Your assignment: Each line below containing the word "every" needs to be shown.

Data provided:
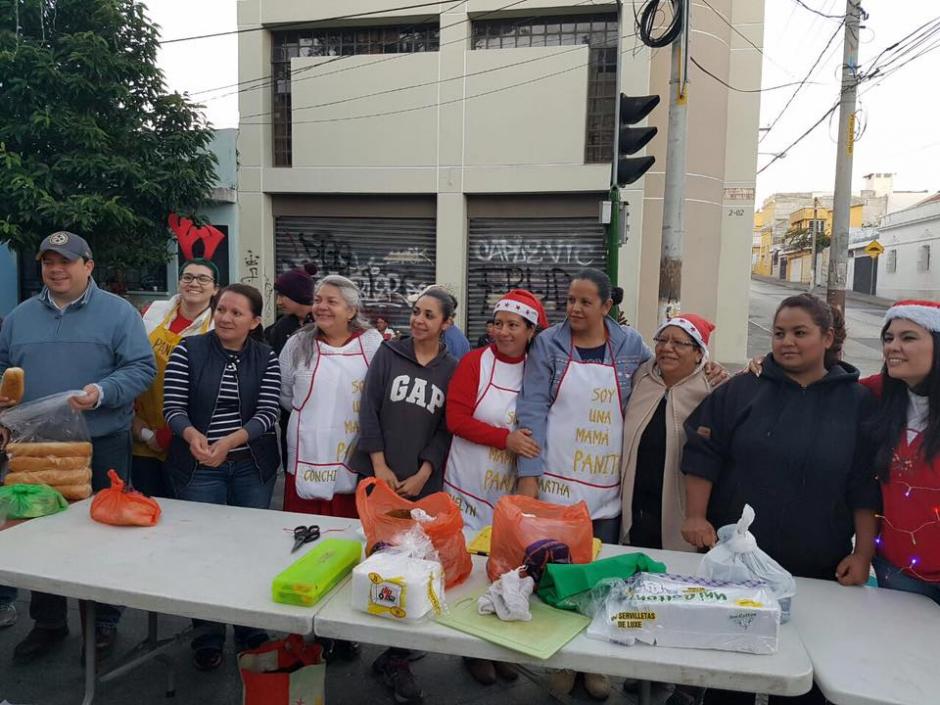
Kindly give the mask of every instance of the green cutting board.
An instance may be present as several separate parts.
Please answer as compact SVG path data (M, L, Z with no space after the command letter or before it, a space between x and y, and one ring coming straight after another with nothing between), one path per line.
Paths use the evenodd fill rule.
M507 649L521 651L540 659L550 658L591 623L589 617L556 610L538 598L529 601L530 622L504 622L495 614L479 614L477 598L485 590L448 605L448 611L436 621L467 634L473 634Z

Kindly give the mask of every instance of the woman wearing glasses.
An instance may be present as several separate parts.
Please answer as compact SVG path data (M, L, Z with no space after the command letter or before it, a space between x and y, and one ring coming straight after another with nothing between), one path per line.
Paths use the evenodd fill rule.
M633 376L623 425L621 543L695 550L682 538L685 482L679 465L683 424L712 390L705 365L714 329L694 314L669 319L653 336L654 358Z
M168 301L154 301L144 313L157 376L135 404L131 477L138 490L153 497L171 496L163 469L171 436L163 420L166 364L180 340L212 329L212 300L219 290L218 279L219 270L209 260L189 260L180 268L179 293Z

--

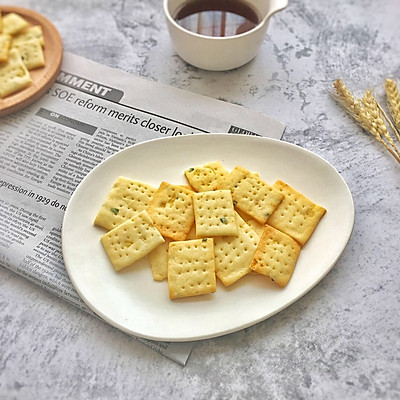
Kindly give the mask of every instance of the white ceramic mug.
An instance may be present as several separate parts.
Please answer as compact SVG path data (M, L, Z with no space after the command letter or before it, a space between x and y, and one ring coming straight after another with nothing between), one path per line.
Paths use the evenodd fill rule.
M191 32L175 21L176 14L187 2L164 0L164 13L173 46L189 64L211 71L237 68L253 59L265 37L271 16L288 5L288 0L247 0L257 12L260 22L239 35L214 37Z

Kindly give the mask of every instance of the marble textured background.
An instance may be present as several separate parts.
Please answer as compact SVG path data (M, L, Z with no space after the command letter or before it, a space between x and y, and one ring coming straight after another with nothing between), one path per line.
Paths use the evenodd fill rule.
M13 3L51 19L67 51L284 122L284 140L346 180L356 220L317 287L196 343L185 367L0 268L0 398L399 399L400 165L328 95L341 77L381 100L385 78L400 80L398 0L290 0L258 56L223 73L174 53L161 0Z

Final answer:
Kindly give the mask of every instance of the green cutting board.
Kindly give the mask of every instance of the woman wearing glasses.
Kindly give the mask of every instance of the white ceramic mug.
Kindly give the mask of every instance of the marble textured background.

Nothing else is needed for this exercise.